(Referring expression pointing data)
------

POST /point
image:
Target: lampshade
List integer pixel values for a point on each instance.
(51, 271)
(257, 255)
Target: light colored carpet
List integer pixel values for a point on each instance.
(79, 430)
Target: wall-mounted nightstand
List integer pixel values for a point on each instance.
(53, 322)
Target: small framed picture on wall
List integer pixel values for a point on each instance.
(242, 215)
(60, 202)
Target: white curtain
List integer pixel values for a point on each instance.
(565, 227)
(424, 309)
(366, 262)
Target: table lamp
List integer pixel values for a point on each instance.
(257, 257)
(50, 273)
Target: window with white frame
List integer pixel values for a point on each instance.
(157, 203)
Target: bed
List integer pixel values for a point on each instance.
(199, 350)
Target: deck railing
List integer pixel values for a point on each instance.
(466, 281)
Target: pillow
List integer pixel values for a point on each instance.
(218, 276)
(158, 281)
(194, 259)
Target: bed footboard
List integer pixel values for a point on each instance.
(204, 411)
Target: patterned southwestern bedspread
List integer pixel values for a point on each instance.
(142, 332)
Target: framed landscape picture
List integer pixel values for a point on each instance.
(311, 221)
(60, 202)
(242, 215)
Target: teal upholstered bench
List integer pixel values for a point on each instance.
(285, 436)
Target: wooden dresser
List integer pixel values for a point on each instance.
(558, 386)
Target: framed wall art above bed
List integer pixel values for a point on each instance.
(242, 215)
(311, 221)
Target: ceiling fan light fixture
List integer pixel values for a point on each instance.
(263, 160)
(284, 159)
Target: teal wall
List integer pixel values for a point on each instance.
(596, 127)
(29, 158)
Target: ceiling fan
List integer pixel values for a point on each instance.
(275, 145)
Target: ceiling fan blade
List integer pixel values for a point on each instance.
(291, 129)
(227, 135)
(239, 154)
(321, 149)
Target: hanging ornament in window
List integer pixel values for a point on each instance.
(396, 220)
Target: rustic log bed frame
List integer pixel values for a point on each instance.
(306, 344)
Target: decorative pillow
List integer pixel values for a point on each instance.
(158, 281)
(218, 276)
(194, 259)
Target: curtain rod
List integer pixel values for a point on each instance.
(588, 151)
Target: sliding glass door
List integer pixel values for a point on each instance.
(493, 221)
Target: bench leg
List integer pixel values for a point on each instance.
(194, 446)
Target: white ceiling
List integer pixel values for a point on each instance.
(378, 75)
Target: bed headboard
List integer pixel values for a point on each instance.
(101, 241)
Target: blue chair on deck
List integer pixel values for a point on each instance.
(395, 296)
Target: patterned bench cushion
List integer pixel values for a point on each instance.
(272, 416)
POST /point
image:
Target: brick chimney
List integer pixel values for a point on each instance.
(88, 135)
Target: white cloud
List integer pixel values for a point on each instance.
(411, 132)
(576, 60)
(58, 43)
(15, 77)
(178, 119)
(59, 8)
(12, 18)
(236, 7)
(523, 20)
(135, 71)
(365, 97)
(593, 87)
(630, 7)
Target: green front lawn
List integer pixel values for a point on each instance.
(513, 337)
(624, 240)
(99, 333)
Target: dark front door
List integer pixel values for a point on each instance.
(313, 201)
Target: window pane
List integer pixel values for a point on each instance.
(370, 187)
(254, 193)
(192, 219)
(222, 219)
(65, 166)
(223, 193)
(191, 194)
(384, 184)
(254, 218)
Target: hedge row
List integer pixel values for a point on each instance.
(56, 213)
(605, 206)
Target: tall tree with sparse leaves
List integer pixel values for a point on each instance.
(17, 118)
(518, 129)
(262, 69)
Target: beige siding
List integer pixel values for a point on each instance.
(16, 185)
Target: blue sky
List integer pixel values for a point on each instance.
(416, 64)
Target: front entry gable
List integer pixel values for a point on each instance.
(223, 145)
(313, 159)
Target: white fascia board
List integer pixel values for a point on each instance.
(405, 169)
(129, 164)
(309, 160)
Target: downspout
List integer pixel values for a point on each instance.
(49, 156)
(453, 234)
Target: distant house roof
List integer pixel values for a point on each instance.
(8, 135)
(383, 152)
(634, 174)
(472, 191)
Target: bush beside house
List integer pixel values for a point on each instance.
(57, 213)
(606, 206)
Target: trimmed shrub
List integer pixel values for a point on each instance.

------

* [Task details]
A line belongs in the answer if it contains the word "door"; copy every such line from the data above.

* [Exercise output]
Target: sliding glass door
Target: dark front door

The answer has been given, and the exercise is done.